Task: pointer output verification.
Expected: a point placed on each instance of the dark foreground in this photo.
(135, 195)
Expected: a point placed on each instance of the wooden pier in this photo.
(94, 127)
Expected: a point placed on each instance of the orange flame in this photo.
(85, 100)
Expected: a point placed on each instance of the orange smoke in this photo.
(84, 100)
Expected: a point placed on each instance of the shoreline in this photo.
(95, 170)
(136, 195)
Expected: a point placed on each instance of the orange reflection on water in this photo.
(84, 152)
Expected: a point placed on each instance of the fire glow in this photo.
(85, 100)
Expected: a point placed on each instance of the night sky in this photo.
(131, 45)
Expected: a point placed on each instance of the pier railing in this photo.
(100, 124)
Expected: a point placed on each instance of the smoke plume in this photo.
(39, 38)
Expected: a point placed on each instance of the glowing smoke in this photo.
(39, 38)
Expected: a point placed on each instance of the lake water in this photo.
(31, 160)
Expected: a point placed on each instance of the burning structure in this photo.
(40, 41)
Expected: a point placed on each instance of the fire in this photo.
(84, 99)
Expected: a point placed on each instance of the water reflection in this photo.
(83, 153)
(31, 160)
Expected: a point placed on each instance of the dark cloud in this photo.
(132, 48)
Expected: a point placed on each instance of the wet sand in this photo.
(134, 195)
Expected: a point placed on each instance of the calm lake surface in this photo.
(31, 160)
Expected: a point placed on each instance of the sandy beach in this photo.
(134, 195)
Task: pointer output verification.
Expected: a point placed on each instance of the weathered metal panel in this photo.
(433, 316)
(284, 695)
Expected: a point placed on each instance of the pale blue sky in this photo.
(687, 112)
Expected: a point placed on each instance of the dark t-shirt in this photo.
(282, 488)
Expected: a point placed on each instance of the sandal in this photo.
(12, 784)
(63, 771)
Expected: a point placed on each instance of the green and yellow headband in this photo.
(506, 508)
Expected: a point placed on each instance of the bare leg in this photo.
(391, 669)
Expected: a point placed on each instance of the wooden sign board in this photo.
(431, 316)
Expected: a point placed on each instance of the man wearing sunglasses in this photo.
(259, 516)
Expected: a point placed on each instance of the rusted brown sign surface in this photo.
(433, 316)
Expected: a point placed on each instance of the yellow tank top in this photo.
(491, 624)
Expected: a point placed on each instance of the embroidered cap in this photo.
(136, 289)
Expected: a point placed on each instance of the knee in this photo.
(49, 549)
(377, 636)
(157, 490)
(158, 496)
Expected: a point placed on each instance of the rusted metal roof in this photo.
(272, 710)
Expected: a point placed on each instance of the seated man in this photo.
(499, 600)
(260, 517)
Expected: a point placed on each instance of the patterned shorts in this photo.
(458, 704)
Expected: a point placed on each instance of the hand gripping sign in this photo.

▶ _THE PROBLEM_: Your answer must be the full listing, restated word for word.

▶ _RESPONSE BOX_:
Task: pointer output verification.
Expected: a point placed on each instance of the dark foreground in this photo.
(135, 195)
Expected: a point placed on each instance of the wooden pier in this photo.
(94, 127)
Expected: a point placed on each instance of the orange flame in this photo.
(85, 100)
Expected: a point placed on each instance of the orange smoke in this photo.
(84, 100)
Expected: a point placed on each instance of the shoreline in this photo.
(95, 170)
(136, 195)
Expected: a point placed on each instance of the orange reflection on water in this photo.
(84, 152)
Expected: a point placed on each instance of the fire glow in this photo.
(85, 100)
Expected: a point placed on each instance of the night sky in this photo.
(131, 45)
Expected: a point placed on each instance of the pier railing in this photo.
(100, 124)
Expected: a point placed on each instance of the smoke plume in this photo.
(39, 38)
Expected: a point placed on each instance of the glowing smoke in this photo.
(39, 38)
Expected: a point placed on each instance of the lake water in this photo.
(31, 160)
Expected: a point placed on each instance of the burning structure in this photo.
(40, 41)
Expected: a point placed on each instance of the fire in this photo.
(84, 99)
Expected: a point placed on each instance of the water reflection in this photo.
(83, 153)
(31, 160)
Expected: a point placed on each instance of the dark cloud in this photo.
(132, 48)
Expected: a point placed on each instance of the wet sand in this photo.
(134, 195)
Expected: a point placed on each instance of the calm lake surface in this photo.
(31, 160)
Expected: a point placed on each instance of the sandy beach in this photo.
(134, 195)
Task: pointer output verification.
Expected: a point placed on each instance of the weathered metal panel in this photo.
(433, 316)
(284, 695)
Expected: a point placed on each instance of the pale blue sky in this photo.
(687, 112)
Expected: a point placed on each instance of the dark t-shirt in this photo.
(282, 488)
Expected: a point placed on each instance of the sandal in this photo.
(12, 784)
(63, 771)
Expected: a point placed on each instance of the green and yellow headband in this photo.
(506, 508)
Expected: a point placed on each instance of the bare leg in this photo.
(391, 669)
Expected: a point placed on each instance of the wooden sign board in this photo.
(431, 316)
Expected: a point placed on each instance of the man wearing sunglasses in this photo.
(259, 516)
Expected: a point placed on each instance of the rusted brown sign surface in this photo.
(433, 316)
Expected: a point placed on each instance of the yellow tank top in this photo.
(491, 624)
Expected: a point placed on each instance of the embroidered cap in this photo.
(136, 289)
Expected: a point placed on each instance of the knee in this photo.
(49, 549)
(377, 636)
(157, 490)
(158, 496)
Expected: a point placed on each instance of the rusted metal roof in this photo.
(272, 710)
Expected: a point placed on each instance of the seated man in this photo.
(499, 600)
(260, 517)
Expected: a point placed on each instance of the patterned shorts in this photo.
(458, 704)
Expected: a point placed on each instance of the hand gripping sign in this photo.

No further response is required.